*** Document segment

The end of the affair?: Unions, citizens and the future of the ALP

Frank Bongiorno, University of New England

The 2001 federal election had its peculiarities, but in one respect it was business as usual: the hunt for the votes of the potential ‘swingers’ was on again. In particular, ALP strategists realised that most electors were untroubled by the Government’s stand on asylum seekers—indeed, most supported the ‘Pacific Solution’. Labor correctly perceived that it would take the mother of all election hammerings if it looked soft on refugees. Hence, in one television ‘grab’ the Leader of the Federal Parliamentary Labor Party reminded Australian electors that the ALP had invented mandatory detention— a truly Calwellian piece of Labor statesmanship.

The logic of this approach to electoral politics is impeccable. Labor, like its opponents, tells the electors what the pollsters say the electors want to hear. At best, you’ll win an election; at worst, you’ll avoid the kind of 1996-style hiding that electors inflicted on the Keating Government. I think it was Jim Hacker who remarked, ‘I am their leader. I must follow them.’

Labor, as it happened, did avoid a hammering. The ALP received forty-nine per cent of the two-party preferred vote on 10 November. In terms of seats, its position is a little worse than before the last election, but considerably healthier than in 1996. It attracted good publicity during the election for its health and education policies. It is in government in every State and Territory except South Australia. Compare that with the situation in the late 1960s, when Labor was briefly out of government in the Commonwealth and all of the States. At that time, commentators speculated about whether the party had any future at all, and thought post-war affluence might have destroyed the foundations on which Labor had been built.

******

## Given request 1
Can you rewrite the rows from the line containing "If you could indicate the blurred plate" up to and including the last row, replacing "indicate" with "mark" and leaving everything else unchanged?

*** Supplied data

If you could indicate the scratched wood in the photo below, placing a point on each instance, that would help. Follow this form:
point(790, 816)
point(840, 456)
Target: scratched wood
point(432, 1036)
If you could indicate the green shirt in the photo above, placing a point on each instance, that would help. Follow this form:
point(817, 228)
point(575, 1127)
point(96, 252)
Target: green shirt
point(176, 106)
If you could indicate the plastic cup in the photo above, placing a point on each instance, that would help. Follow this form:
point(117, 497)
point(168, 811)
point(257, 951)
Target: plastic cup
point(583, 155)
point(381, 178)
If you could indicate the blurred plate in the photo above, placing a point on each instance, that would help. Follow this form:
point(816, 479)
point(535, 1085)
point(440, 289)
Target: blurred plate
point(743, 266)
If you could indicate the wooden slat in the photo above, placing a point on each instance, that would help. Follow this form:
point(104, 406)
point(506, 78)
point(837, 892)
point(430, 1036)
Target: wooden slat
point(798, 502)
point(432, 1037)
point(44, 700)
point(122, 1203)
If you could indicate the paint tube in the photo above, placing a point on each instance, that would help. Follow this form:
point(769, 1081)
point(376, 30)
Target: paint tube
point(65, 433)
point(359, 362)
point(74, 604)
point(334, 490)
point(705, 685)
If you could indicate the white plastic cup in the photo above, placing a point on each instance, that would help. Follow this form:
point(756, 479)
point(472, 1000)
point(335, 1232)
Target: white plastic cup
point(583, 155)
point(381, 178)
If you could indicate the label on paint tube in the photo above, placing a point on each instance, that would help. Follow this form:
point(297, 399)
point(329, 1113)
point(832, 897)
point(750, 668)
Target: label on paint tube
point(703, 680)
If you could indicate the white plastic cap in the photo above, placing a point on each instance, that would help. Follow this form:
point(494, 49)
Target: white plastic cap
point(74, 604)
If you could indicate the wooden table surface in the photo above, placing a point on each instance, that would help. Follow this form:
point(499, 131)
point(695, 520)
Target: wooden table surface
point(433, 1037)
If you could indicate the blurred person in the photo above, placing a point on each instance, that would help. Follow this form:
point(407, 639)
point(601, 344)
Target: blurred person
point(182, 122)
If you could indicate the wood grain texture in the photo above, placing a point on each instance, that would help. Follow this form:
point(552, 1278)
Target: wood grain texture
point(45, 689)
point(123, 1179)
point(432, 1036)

******

## Given request 2
Can you carry on the essay about unions, citizens and the future of the ALP from the point where it stops?

## Exercise response 1
If you could mark the blurred plate in the photo above, placing a point on each instance, that would help. Follow this form:
point(816, 479)
point(535, 1085)
point(440, 289)
Target: blurred plate
point(743, 266)
If you could mark the wooden slat in the photo above, placing a point on each instance, that would help. Follow this form:
point(104, 406)
point(506, 78)
point(837, 892)
point(430, 1036)
Target: wooden slat
point(798, 502)
point(432, 1037)
point(44, 700)
point(122, 1203)
If you could mark the paint tube in the photo above, placing a point on each instance, that would help. Follow this form:
point(769, 1081)
point(376, 30)
Target: paint tube
point(65, 433)
point(359, 362)
point(74, 604)
point(334, 490)
point(705, 685)
If you could mark the white plastic cup in the photo above, placing a point on each instance, that would help. Follow this form:
point(756, 479)
point(472, 1000)
point(335, 1232)
Target: white plastic cup
point(583, 155)
point(381, 178)
If you could mark the label on paint tube in the photo above, placing a point on each instance, that would help. Follow this form:
point(297, 399)
point(329, 1113)
point(832, 897)
point(750, 668)
Target: label on paint tube
point(703, 680)
If you could mark the white plastic cap in the photo above, placing a point on each instance, that would help. Follow this form:
point(494, 49)
Target: white plastic cap
point(74, 604)
If you could mark the wooden table surface in the photo above, placing a point on each instance, that would help. Follow this form:
point(499, 131)
point(695, 520)
Target: wooden table surface
point(433, 1037)
If you could mark the blurred person in the photo above, placing a point on each instance, that would help. Follow this form:
point(407, 639)
point(601, 344)
Target: blurred person
point(182, 122)
If you could mark the wood grain texture in the photo above, placing a point on each instance, that would help. Follow this form:
point(552, 1278)
Target: wood grain texture
point(45, 689)
point(123, 1179)
point(432, 1036)

## Exercise response 2
Hardly anyone says that kind of thing these days, for Labor’s future in Australian politics seems secure enough. By any measure, the ALP has been an electorally successful party in both the Commonwealth and the States since the late 1960s. Indeed, under Whitlam, Hawke, and Keating Labor reinforced its reputation as the ‘party of initiative’ after a period in which it had come to be seen as dull, old-fashioned and out of tune with the times. In many respects, it has set the agenda in Australian politics in the last thirty years, and its main opponent has often had to struggle for policy relevance.

Labour parties are rare beasts, little known outside Scandinavia and a handful of English-speaking countries.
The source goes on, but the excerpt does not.